Instructions to follow -
What you return must match the records word for word, except that pictures are dropped.

====== Entries supplied

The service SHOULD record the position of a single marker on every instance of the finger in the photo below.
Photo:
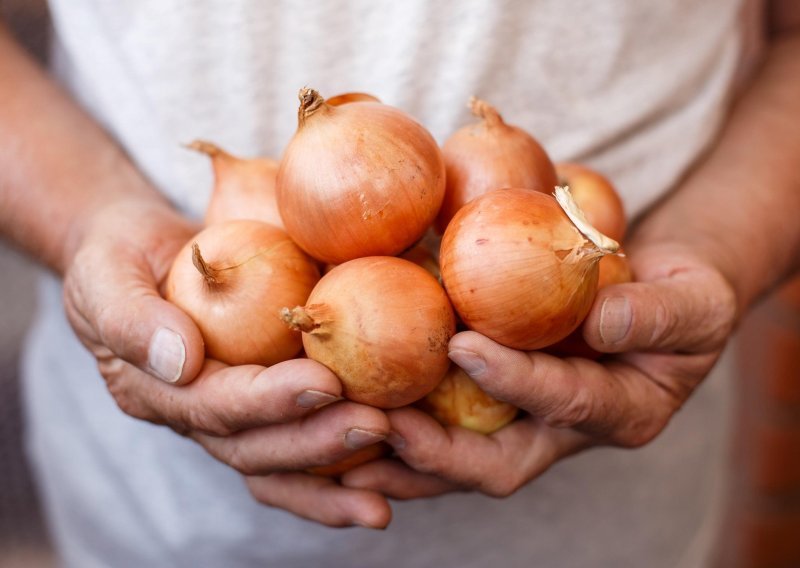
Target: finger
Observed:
(112, 299)
(321, 438)
(497, 464)
(322, 500)
(224, 400)
(615, 402)
(395, 479)
(688, 310)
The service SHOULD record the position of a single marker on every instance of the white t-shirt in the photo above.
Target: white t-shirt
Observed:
(636, 89)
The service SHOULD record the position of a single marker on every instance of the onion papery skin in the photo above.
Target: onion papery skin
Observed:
(347, 98)
(382, 325)
(257, 270)
(491, 154)
(360, 179)
(458, 401)
(613, 269)
(244, 188)
(597, 198)
(517, 270)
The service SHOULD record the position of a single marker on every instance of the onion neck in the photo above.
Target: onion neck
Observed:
(210, 274)
(208, 148)
(604, 245)
(299, 319)
(310, 102)
(485, 112)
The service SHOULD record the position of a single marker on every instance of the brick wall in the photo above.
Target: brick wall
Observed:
(762, 525)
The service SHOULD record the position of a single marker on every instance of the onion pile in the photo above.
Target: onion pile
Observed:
(459, 401)
(359, 189)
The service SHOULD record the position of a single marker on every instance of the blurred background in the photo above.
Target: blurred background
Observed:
(761, 524)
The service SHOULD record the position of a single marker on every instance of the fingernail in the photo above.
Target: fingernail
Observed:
(356, 438)
(615, 319)
(472, 363)
(396, 441)
(366, 525)
(315, 399)
(166, 355)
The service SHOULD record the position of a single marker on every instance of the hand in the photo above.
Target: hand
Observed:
(666, 331)
(268, 423)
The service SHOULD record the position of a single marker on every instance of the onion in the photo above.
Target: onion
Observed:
(346, 98)
(360, 179)
(596, 196)
(422, 256)
(517, 268)
(359, 457)
(243, 188)
(458, 401)
(382, 325)
(233, 279)
(613, 269)
(491, 154)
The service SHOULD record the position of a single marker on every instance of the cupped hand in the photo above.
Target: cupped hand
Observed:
(663, 334)
(270, 424)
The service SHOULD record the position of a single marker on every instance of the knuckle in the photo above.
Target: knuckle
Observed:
(201, 419)
(501, 486)
(571, 412)
(641, 432)
(240, 460)
(663, 324)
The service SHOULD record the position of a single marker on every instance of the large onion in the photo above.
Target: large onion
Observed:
(491, 154)
(233, 279)
(358, 179)
(382, 324)
(518, 270)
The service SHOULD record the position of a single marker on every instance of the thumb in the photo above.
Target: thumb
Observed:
(690, 310)
(115, 308)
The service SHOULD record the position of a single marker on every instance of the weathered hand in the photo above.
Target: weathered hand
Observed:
(665, 331)
(268, 423)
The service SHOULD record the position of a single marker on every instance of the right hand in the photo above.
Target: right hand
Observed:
(267, 423)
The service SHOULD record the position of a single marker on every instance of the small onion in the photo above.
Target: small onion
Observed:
(517, 268)
(358, 179)
(243, 188)
(382, 325)
(596, 197)
(458, 401)
(491, 154)
(613, 269)
(233, 279)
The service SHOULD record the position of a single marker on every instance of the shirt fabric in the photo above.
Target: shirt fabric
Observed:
(636, 89)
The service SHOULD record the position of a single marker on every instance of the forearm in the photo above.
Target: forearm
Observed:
(57, 166)
(739, 207)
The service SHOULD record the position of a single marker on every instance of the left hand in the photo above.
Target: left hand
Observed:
(665, 331)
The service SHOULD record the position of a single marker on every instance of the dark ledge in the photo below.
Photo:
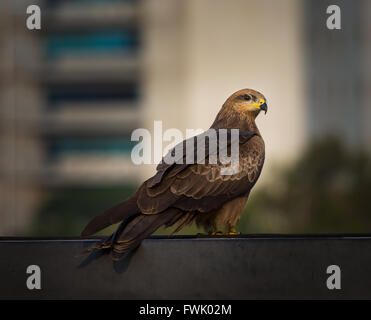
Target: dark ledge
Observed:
(190, 267)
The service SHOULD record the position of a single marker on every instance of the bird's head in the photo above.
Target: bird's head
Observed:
(247, 101)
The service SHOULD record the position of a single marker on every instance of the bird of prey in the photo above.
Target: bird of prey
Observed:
(182, 193)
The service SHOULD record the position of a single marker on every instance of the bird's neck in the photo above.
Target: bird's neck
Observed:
(235, 120)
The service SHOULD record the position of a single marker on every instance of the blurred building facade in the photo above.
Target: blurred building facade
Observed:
(72, 93)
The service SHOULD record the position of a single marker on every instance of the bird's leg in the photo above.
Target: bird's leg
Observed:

============

Completed exercise -
The service SHOULD record the position of a single marker on every instance of the finger in the photo below.
Photo:
Target: finger
Observed:
(112, 299)
(321, 438)
(497, 464)
(322, 500)
(224, 400)
(615, 402)
(395, 479)
(688, 310)
The service SHOULD record the position of a single marker on every instance of the white t-shirt in the photo above.
Target: white t-shirt
Observed:
(636, 89)
The service SHOULD record the position of a single marker on every instance of the onion papery skin in the photo above.
Target: onion papery skin
Observed:
(347, 98)
(382, 325)
(257, 270)
(491, 154)
(360, 179)
(458, 401)
(613, 269)
(244, 188)
(597, 198)
(517, 270)
The service SHOULD record the position of a single marker on every instance of the onion neck in the photo above.
Target: onion neck
Observed:
(210, 274)
(208, 148)
(604, 245)
(299, 319)
(310, 102)
(485, 112)
The service SHOULD record the position of a single marker on every instance of the brick wall in the photo above.
Target: brick wall
Observed:
(762, 525)
The service SHOULD record the position of a single marker on every instance of the onion pile in the photo above.
Target: onion pile
Observed:
(459, 401)
(359, 189)
The service SHOULD record the position of a single marker on every instance of the blurred background in the photo above.
Target: blurred background
Observed:
(761, 524)
The service SHOULD record the position of a single marker on every instance of the fingernail in the photo above.
Target: fingernail
Observed:
(356, 438)
(615, 319)
(472, 363)
(396, 441)
(366, 525)
(315, 399)
(166, 355)
The service SHOULD record the position of a single marker on every instance of the hand in the photo above.
Target: hand
Observed:
(666, 331)
(268, 423)
The service SHOULD record the position of a single marker on every instance of the onion in the photo above.
Target: onion
Observed:
(346, 98)
(360, 179)
(596, 196)
(422, 256)
(517, 268)
(359, 457)
(243, 188)
(458, 401)
(382, 325)
(233, 279)
(613, 269)
(491, 154)
The service SHOULD record the position of a single marker on every instance of the cupped hand in the photo above.
Target: cupped hand
Observed:
(663, 334)
(270, 424)
The service SHOULD record the position of a single marker on every instance of the knuckle in the photo above.
Target: knuckle
Observed:
(201, 419)
(501, 486)
(571, 412)
(641, 432)
(240, 460)
(663, 324)
The service SHOULD record the position of a single marker on every instance of the large onion in the photo above.
Target: large onion
Observed:
(491, 154)
(233, 279)
(358, 179)
(382, 324)
(518, 270)
The service SHOULD record the position of a single marker on every instance of the thumb in the photo above.
Target: thumb
Observed:
(690, 310)
(115, 308)
The service SHOULD record the position of a single marker on every instance of the weathered hand in the photo above.
Target: weathered hand
Observed:
(665, 331)
(268, 423)
The service SHOULD record the position of a single marker on every instance of the right hand in the photo above.
Target: right hand
Observed:
(267, 423)
The service SHOULD record the position of a single marker on every instance of the small onion in the photo above.
Target: small onion
Observed:
(517, 268)
(358, 179)
(243, 188)
(382, 325)
(596, 197)
(458, 401)
(491, 154)
(613, 269)
(233, 279)
The service SHOULD record the position of a single marker on every instance of the shirt fabric in the photo above.
Target: shirt fabric
Observed:
(636, 89)
The service SHOULD record the position of a single marker on every instance of the forearm in the photo above.
Target: forearm
Observed:
(57, 166)
(739, 207)
The service SHOULD record the position of a single marker on every instance of the left hand in the photo above.
Target: left hand
Observed:
(665, 331)
The service SHOULD record the position of a single marker on every instance of the dark ledge in the photo below.
Photo:
Target: dark ledge
Observed:
(190, 267)
The service SHOULD record the position of a single marker on every instance of the bird's head in the photo above.
Target: bird's head
Observed:
(247, 101)
The service SHOULD record the position of a single marker on every instance of the bird of prey in the photo above.
Target: bird of prey
Observed:
(182, 193)
The service SHOULD record the position of a single marker on every instance of the bird's neck in the photo above.
Target: bird's neck
Observed:
(235, 120)
The service SHOULD record the position of a single marker on every instance of the blurred building facade in the photo above.
Target: blurred building facade
Observed:
(72, 93)
The service SHOULD record the position of a single marker on every instance of the bird's leg in the photo above.
Target: bird's leg
Observed:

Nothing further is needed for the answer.